PASSAGE PROVIDED:
==*==

My right hon. Friend Mr. McFall set out a series of questions and concerns about how the efficiencies and reforms that my right hon. Friend the Chancellor announced would be put into practice. In particular, he asked about discussions with staff, and my hon. Friend John McDonnell and Adam Price made the same point. Each Department is discussing the work force changes with their employees and the recognised unions; each Department is examining the detailed staffing changes with the work force; and each Department is examining with the work force and the unions ways to ensure that the maximum opportunities are available for employees to reskill and redeploy.
My right hon. Friend the Member for Dumbarton said that it was important to have a transparent process. Mr. Grieve asked for further information, and it will be set out in the efficiency technical notes, which will be a key mechanism in ensuring accountability during progress towards the headline target of £20 billion of efficiency gains. In order to ensure that the House and the public have confidence and that the measures command credibility, the Government are currently inviting the National Audit Office and the Audit Commission to scrutinise departmental ETNs before publication. Progress towards meeting the efficiency targets will be publicly reported, so the Government and each Department will be accountable for their results. I am sure that the Treasury Committee, which is chaired by my right hon. Friend the Member for Dumbarton, will continue to play an active part in the scrutiny process.
I say to my hon. Friends in particular that I understand the work force's concerns and the concerns voiced by the unions, but the measure is the right thing to do. Putting resources into front-line services must be a priority for any Government, and any good Government make savings where they can. The measure is also required: if we want to invest in the provision of public services, it is necessary to free additional resources. The measure is right and it is required, and the changes and gains are realisable. The investment in technology and the redesign of some working practices show that it is possible to reduce backroom staffing and transactional posts while improving services.
My hon. Friend the Member for Hayes and Harlington voiced some characteristically strong words of admonishment, but I share his end objective. He said, "This could be an opportunity for real reform, if it is done with the participation and consultation of staff and their unions." I endorse that view, which is constructive, and as chair of the Public and Commercial Services Union parliamentary group, he may have an important role to play in helping to meet that challenge.

==*==

RAW RECORDS:
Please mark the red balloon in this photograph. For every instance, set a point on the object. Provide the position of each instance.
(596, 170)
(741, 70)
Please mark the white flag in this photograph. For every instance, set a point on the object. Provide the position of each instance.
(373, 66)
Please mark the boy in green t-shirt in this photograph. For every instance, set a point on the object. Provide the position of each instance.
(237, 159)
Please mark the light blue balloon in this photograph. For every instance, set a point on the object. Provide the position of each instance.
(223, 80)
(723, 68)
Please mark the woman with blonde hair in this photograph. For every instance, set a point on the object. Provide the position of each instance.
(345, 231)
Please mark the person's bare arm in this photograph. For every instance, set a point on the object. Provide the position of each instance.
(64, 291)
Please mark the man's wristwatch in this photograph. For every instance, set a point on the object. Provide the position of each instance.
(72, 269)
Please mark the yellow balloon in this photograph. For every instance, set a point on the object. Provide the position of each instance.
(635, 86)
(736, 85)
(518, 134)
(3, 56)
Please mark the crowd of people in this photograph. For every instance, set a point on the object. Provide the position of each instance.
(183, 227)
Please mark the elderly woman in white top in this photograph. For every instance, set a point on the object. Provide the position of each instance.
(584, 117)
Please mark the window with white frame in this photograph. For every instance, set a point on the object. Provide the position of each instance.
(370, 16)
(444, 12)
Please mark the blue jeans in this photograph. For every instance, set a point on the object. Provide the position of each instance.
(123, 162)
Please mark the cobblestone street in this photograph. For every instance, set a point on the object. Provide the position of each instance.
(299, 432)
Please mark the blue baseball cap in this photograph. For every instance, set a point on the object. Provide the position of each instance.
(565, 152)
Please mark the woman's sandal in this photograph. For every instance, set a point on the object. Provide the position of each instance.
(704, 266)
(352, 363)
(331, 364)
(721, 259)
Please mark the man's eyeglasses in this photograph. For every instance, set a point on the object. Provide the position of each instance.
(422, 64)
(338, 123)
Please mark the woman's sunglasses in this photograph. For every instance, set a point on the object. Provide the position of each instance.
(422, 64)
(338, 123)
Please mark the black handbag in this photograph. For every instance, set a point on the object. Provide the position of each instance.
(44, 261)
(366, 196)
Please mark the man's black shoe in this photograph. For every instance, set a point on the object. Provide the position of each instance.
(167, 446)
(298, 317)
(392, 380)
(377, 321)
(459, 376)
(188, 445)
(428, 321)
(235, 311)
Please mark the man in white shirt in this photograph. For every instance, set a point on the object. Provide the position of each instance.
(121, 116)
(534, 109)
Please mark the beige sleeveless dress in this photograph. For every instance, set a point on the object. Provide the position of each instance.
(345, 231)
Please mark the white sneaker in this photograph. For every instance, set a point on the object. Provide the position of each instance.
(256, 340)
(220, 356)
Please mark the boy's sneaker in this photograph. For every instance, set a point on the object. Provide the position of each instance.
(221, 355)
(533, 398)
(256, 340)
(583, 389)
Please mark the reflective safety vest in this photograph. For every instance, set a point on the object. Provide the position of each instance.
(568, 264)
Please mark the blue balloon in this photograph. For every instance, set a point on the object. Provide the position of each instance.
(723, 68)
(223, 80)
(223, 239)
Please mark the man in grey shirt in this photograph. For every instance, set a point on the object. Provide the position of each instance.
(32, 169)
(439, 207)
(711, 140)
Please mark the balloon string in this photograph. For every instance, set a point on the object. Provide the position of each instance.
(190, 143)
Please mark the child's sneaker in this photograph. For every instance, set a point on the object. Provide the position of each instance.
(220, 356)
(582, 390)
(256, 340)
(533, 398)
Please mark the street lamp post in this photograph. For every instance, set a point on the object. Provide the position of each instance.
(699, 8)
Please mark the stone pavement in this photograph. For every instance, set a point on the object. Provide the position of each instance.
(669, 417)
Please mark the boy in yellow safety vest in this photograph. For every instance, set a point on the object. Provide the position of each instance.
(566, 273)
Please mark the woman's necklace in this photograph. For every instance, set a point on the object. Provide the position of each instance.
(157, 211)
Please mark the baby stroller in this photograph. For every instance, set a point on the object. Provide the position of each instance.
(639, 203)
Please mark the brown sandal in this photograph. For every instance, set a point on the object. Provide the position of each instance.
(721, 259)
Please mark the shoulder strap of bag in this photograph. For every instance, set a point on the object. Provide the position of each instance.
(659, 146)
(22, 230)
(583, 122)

==*==

PARTS OF THE EXERCISE:
#1 Reproduce word for word the part of the speech on efficiency reforms starting with "I say to my" and going on through "while improving services.".
#2 According to the speech on efficiency reforms, why is the Government inviting the National Audit Office and the Audit Commission to scrutinize departmental efficiency technical notes before publication? Answer in one to three sentences.
#3 Continue the speech on efficiency reforms from the point where it stops.
The records are material of their own and separate from the speech on efficiency reforms.

PER-TASK OUTPUTS:
#1
I say to my hon. Friends in particular that I understand the work force's concerns and the concerns voiced by the unions, but the measure is the right thing to do. Putting resources into front-line services must be a priority for any Government, and any good Government make savings where they can. The measure is also required: if we want to invest in the provision of public services, it is necessary to free additional resources. The measure is right and it is required, and the changes and gains are realisable. The investment in technology and the redesign of some working practices show that it is possible to reduce backroom staffing and transactional posts while improving services.

#2 The Government is inviting the National Audit Office and the Audit Commission to scrutinize the departmental efficiency technical notes so that the House and the public have confidence in the measures and the measures command credibility.

#3
My hon. Friend Mrs. Fitzsimons was right to remind us to "cut to the quick". In the end, what matters is what means most to people in their day-to-day lives. She argued for greater flexibility, so that plans and decisions are made not in Whitehall, but in the regions and local authority areas. I refer her to the series of devolved decision-making review reports, the latest of which was published alongside the Budget, and she will find that the approach set out in those reports is consistent with her arguments. She will have noted the continued support that my right hon. Friend the Chancellor set out for the neighbourhood renewal fund—£525 million each year over the spending review period. She mentioned the safer and stronger communities fund, which is an opportunity for the ODPM and the Home Office to pool their budgets to make a difference locally, and I know that my right hon. Friend the Chief Secretary to the Treasury wants to write to her with more details.
My right hon. Friend Mr. Clarke discussed the transformation in his constituency as a result of the Labour Government's economic policies since 1997. He also discussed the success of the new deal for work, and I am sure that he will welcome the new deal for skills, which we propose to develop during the spending review period and which will help with many of the problems that he identified.
Dr. Cable raised some serious, almost forensic, points, and I shall try to respond in kind. He asked about the make-up of cuts and the position of senior civil servants. We start from the point that it is right for Departments to decide on the exact details of staff changes and to do so in consultation with their staff and unions. All Departments have been set a flat or declining administration budget. Given that about 50 per cent. of administration costs are pay costs, they will need to control the overall pay bill, and that will be a factor in their decisions. The hon. Gentleman asked where the dividend, as he put it, would go from efficiency gains. Efficiency gains will remain within Departments. It will be for them to decide how to allocate those resources, and it will be their incentive to make those gains in order to redeploy to the priorities that they set out. I assure the hon. Gentleman that we have no illusions about the ease with which this can be done. It will be difficult, but it can be done.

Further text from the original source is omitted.